[Segmentation dataset rows]
━━━━━━━━━━━━━━━━━━━━
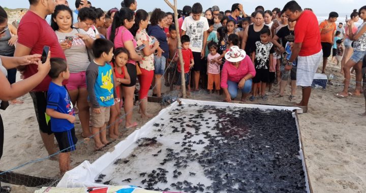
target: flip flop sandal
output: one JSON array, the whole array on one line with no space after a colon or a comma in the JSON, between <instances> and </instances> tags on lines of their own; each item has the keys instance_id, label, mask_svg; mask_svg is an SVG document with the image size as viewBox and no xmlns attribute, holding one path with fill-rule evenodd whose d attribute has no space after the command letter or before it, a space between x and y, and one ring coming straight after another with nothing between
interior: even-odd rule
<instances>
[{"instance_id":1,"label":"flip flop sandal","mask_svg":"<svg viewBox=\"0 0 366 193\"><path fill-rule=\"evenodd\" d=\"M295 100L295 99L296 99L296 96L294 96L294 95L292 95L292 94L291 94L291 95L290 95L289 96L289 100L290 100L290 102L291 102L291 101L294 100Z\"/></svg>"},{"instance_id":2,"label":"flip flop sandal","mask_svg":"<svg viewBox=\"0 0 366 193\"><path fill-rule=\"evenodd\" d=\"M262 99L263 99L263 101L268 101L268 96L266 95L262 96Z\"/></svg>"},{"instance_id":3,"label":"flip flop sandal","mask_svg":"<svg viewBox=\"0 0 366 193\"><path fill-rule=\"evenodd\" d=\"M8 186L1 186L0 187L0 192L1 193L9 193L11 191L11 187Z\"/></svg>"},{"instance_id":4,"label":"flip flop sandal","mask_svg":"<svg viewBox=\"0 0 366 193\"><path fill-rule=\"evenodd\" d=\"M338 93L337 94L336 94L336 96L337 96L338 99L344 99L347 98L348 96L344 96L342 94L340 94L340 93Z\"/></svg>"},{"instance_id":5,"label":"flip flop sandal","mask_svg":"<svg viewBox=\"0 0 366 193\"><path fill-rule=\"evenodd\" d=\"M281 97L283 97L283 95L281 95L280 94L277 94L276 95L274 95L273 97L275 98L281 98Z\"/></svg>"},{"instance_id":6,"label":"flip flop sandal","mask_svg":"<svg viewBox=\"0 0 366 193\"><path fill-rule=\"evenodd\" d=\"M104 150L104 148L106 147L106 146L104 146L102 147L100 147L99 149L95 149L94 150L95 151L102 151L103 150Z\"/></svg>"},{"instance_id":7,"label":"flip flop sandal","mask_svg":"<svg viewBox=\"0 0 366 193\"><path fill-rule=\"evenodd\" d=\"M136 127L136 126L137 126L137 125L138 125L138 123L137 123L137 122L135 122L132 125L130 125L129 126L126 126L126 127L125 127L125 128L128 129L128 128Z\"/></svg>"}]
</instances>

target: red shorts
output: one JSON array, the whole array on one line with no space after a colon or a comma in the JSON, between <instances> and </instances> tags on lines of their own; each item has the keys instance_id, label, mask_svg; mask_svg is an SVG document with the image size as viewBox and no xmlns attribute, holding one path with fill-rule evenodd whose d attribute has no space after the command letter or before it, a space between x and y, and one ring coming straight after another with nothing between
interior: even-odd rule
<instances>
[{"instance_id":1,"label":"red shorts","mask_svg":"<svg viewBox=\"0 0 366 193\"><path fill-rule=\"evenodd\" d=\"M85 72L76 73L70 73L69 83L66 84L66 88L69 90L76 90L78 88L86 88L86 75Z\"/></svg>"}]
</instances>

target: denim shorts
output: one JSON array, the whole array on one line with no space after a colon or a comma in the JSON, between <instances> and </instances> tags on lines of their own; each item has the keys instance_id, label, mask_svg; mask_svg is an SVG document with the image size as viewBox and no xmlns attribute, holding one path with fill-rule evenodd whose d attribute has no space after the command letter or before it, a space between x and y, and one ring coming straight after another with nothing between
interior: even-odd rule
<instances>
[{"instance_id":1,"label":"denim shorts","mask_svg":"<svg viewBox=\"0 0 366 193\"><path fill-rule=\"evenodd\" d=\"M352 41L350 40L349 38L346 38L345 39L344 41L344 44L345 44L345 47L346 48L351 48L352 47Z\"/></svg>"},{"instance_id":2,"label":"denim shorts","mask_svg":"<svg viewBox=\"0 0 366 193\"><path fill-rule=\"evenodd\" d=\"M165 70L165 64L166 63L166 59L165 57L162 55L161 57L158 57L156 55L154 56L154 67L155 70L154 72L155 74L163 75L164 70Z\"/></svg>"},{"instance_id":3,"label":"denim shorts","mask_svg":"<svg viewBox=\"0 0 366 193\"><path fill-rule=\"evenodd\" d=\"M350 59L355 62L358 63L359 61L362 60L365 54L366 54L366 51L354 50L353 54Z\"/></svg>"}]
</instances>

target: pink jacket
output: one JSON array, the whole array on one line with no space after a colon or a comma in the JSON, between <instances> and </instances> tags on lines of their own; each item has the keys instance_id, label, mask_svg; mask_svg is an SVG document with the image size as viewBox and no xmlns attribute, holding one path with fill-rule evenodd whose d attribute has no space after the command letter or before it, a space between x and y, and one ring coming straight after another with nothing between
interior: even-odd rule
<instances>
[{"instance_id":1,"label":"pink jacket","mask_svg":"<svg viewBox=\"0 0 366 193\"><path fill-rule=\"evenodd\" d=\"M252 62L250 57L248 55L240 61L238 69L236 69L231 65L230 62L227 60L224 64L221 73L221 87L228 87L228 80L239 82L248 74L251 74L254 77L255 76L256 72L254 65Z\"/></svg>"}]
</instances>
━━━━━━━━━━━━━━━━━━━━
→ **Written instruction**:
Reproduce the rows from the line containing "target: pink jacket" through the end of the rows, including both that line and the last one.

→ **Full solution**:
target: pink jacket
output: one JSON array, the whole array on one line with no space after a colon or a comma in the JSON, between <instances> and </instances> tags on lines of their own; each item has the keys instance_id, label, mask_svg; mask_svg is an SVG document with the image size as viewBox and no xmlns attribute, holding one path with fill-rule evenodd whose d attribute has no space after the command letter or before it, a space between x and y, and one ring coming straight after another with nothing between
interior: even-odd rule
<instances>
[{"instance_id":1,"label":"pink jacket","mask_svg":"<svg viewBox=\"0 0 366 193\"><path fill-rule=\"evenodd\" d=\"M252 62L250 57L248 55L240 61L238 69L236 69L231 65L230 62L227 60L224 64L221 73L221 87L228 87L228 80L239 82L248 74L251 74L254 77L255 76L256 72L254 65Z\"/></svg>"}]
</instances>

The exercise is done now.